▸ EXERCISE DIRECTIONS
Working from the line that contains "Trace the outline of every instance of the cloud." down to the last line below, repeat each line exactly.

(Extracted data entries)
>>>
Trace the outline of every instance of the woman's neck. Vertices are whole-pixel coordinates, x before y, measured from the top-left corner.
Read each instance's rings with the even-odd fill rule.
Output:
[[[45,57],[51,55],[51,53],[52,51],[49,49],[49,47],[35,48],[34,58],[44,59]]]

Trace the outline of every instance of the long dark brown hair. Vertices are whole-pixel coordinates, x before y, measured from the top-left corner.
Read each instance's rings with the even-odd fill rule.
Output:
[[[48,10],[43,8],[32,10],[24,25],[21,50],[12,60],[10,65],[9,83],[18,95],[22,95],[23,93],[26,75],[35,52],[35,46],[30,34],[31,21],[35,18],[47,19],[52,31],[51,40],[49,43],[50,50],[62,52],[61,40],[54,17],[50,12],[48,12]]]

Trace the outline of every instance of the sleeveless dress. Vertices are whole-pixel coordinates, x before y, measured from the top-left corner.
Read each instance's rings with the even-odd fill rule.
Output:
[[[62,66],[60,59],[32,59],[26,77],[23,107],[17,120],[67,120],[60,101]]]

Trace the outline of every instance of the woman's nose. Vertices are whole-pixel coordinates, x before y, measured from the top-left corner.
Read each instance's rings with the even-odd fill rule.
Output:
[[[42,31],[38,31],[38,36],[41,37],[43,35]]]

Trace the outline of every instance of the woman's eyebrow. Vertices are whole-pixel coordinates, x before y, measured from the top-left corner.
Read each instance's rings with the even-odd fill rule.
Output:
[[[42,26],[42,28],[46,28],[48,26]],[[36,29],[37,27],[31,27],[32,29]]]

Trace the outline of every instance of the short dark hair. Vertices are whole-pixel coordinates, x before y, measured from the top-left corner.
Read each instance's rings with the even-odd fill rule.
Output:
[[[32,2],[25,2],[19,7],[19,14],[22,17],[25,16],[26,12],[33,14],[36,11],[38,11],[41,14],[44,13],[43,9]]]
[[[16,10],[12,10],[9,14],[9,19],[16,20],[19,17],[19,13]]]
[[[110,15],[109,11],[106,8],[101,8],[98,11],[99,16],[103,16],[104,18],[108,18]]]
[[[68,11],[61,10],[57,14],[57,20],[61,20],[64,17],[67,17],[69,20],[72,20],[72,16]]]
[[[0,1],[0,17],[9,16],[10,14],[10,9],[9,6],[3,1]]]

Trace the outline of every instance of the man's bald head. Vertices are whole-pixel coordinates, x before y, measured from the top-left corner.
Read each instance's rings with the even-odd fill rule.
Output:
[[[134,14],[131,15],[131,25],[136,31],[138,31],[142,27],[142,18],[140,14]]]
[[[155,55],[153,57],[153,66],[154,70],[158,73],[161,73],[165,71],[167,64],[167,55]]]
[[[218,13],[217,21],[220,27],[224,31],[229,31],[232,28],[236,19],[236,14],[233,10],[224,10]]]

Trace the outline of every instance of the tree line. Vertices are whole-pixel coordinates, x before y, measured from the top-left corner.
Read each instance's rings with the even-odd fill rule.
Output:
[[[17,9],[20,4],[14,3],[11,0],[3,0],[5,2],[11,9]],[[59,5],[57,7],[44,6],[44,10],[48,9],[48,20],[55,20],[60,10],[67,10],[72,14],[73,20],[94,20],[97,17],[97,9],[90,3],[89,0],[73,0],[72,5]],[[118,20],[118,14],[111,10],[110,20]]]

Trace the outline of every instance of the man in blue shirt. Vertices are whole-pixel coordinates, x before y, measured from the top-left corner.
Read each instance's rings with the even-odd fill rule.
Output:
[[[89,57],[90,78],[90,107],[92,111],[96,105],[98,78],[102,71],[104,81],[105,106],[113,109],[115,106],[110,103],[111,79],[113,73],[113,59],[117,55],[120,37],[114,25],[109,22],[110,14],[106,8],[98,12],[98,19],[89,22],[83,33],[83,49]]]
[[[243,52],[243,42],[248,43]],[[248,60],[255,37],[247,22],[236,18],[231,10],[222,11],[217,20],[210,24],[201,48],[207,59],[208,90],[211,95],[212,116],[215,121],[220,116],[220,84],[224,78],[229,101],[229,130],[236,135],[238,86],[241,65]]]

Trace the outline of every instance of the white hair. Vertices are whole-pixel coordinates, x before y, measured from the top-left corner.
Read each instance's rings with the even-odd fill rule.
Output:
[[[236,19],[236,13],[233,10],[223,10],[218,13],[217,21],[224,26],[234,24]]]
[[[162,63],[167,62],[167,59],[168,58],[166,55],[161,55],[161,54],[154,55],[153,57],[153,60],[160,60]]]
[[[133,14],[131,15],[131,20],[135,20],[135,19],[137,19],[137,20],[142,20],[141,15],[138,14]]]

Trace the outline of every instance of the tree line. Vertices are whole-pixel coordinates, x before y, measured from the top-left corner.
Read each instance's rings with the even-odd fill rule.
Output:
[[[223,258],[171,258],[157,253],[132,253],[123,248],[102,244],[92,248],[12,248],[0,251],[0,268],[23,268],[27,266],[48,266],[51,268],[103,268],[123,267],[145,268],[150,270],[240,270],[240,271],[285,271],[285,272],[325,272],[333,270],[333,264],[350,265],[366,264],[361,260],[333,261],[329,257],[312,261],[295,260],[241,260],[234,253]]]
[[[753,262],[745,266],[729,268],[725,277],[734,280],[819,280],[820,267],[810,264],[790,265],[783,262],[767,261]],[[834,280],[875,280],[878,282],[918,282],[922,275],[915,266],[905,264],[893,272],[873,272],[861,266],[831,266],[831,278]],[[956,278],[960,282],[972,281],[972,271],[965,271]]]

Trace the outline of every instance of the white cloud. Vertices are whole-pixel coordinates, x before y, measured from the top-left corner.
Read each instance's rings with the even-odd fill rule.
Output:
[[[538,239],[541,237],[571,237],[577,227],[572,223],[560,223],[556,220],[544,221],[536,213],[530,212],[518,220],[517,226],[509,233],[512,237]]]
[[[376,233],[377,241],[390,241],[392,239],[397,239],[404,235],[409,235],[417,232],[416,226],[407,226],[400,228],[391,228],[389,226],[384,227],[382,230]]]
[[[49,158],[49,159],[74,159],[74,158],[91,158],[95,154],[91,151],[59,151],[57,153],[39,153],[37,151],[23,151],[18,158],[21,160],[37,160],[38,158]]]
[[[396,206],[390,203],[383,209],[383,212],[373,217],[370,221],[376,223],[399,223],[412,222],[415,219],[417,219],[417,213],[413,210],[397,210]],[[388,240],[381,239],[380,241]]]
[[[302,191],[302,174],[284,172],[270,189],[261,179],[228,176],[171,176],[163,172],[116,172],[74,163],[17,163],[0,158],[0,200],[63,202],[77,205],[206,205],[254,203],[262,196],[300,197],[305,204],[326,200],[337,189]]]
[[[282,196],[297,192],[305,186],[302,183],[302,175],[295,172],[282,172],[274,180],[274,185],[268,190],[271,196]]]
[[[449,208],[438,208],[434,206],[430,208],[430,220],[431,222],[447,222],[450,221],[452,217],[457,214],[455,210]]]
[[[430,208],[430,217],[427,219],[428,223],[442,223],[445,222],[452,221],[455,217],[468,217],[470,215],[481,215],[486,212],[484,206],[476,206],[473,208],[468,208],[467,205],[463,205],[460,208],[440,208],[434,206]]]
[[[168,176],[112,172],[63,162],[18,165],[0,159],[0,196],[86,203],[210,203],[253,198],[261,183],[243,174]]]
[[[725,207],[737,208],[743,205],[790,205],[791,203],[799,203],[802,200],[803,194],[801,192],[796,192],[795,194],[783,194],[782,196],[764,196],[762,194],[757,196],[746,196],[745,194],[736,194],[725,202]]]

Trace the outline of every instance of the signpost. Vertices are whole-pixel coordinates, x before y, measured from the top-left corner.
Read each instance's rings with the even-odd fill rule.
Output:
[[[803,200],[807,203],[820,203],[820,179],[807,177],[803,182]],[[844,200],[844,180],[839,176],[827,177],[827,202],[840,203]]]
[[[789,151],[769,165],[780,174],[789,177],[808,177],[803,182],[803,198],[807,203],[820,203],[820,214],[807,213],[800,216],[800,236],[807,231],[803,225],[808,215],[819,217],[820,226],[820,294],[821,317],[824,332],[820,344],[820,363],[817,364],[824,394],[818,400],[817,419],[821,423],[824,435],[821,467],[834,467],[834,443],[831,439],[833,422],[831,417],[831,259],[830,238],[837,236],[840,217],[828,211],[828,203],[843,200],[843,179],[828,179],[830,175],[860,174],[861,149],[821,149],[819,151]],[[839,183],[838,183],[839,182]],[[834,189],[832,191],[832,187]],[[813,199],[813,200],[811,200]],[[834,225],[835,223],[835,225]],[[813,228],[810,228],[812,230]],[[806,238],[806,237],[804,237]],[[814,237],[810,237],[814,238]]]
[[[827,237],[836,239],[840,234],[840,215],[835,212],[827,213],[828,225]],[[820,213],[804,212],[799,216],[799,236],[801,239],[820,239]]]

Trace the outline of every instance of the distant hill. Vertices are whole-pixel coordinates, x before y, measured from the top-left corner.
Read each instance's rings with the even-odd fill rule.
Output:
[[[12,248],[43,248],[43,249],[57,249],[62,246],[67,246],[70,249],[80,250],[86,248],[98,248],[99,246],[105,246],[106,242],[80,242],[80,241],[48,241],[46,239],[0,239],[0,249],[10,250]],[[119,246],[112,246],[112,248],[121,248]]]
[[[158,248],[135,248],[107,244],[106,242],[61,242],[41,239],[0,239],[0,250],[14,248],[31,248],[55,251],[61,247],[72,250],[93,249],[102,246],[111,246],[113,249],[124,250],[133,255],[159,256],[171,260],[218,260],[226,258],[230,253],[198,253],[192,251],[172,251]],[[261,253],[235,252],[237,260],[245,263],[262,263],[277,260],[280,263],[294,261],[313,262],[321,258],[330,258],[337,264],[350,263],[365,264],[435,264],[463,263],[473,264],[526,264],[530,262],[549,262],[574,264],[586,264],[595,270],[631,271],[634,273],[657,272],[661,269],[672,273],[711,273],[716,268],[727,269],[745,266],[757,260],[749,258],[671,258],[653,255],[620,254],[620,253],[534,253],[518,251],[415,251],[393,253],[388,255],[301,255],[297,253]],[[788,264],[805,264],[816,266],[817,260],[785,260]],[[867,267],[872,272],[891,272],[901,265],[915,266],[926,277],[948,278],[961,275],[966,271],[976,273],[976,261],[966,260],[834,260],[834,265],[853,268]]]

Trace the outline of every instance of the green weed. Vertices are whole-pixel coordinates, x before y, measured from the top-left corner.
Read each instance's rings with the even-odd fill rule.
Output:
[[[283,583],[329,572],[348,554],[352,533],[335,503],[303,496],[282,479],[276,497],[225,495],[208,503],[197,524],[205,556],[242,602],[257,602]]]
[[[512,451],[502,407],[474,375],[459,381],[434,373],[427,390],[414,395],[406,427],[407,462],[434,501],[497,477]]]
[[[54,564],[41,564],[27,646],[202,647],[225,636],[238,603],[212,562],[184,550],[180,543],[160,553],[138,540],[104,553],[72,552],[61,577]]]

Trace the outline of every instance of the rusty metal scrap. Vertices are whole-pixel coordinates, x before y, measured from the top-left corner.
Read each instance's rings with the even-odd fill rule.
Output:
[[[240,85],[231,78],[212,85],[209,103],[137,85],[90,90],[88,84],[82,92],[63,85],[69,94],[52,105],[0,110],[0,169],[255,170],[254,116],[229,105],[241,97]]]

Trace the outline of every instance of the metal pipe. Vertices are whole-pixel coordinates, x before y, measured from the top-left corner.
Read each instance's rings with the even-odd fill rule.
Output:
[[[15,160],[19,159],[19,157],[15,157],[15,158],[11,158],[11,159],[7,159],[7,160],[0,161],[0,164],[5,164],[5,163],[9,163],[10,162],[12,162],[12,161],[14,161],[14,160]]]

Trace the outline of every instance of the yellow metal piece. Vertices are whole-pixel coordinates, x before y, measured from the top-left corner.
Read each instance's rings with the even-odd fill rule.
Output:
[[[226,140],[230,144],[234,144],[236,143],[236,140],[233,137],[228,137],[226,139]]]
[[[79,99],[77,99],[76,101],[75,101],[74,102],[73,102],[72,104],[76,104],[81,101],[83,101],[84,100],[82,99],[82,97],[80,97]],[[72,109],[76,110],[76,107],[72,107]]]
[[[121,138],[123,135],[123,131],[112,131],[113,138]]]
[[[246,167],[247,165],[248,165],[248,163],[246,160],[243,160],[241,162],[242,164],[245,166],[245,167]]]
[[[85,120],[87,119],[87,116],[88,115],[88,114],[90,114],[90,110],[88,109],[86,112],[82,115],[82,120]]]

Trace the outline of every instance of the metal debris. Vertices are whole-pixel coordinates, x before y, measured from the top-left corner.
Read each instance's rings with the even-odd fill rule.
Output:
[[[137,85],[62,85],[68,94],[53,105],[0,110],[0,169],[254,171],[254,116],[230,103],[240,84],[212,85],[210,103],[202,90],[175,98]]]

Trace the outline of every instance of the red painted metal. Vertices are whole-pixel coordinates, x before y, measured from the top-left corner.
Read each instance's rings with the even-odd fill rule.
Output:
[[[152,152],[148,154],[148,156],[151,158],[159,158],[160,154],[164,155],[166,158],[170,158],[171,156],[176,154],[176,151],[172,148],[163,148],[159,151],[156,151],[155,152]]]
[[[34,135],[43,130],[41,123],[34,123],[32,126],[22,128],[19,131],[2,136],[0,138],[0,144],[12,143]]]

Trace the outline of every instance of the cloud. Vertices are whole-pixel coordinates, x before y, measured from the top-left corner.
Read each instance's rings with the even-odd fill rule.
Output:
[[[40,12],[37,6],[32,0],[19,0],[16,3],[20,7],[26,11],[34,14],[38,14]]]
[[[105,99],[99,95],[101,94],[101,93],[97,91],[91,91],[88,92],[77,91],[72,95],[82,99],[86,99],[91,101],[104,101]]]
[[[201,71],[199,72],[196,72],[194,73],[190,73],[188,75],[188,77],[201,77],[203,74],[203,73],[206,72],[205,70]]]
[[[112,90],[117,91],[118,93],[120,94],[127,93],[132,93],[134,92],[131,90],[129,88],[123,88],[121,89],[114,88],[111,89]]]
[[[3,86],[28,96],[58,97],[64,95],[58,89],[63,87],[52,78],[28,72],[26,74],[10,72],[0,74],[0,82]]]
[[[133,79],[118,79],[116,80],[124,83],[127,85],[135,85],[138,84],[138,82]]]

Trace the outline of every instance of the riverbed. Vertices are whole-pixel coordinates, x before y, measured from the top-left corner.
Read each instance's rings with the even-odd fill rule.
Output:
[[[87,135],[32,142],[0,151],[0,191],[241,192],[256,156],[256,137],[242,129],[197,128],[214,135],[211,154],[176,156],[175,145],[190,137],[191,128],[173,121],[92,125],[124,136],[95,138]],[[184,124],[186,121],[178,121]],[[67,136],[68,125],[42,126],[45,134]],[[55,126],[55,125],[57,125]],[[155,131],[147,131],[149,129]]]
<<<
▸ OUTPUT
Trace the outline of every instance of the cloud. Vertices are whole-pixel coordinates, x before y, measured from the top-left corner.
Read each instance's rings with the even-odd fill rule.
Output:
[[[40,12],[37,6],[32,0],[19,0],[16,3],[20,7],[26,11],[34,14],[38,14]]]
[[[105,99],[99,95],[101,94],[101,93],[97,91],[91,91],[88,92],[77,91],[72,95],[82,99],[86,99],[91,101],[104,101]]]
[[[201,71],[199,72],[196,72],[194,73],[190,73],[188,75],[188,77],[201,77],[203,74],[203,73],[206,72],[205,70]]]
[[[112,90],[117,91],[118,93],[120,94],[127,93],[132,93],[134,92],[131,90],[129,88],[123,88],[121,89],[114,88],[111,89]]]
[[[3,86],[28,96],[58,97],[64,95],[58,89],[63,87],[52,78],[28,72],[26,74],[10,72],[0,74],[0,82]]]
[[[133,79],[118,79],[116,80],[124,83],[127,85],[135,85],[138,84],[138,82]]]

Trace the outline of every instance of the riverbed. Vertices are whole-pixel coordinates, x before y, measured from the top-left corner.
Read each instance's rings with the even-odd fill rule.
Output:
[[[87,135],[32,142],[0,151],[0,191],[241,192],[256,156],[256,137],[242,129],[197,128],[214,135],[211,154],[176,156],[175,145],[190,137],[191,128],[173,121],[92,125],[124,136],[95,138]],[[184,124],[186,121],[178,121]],[[67,136],[68,125],[42,126],[45,134]],[[55,126],[55,125],[57,125]],[[155,131],[147,131],[149,129]]]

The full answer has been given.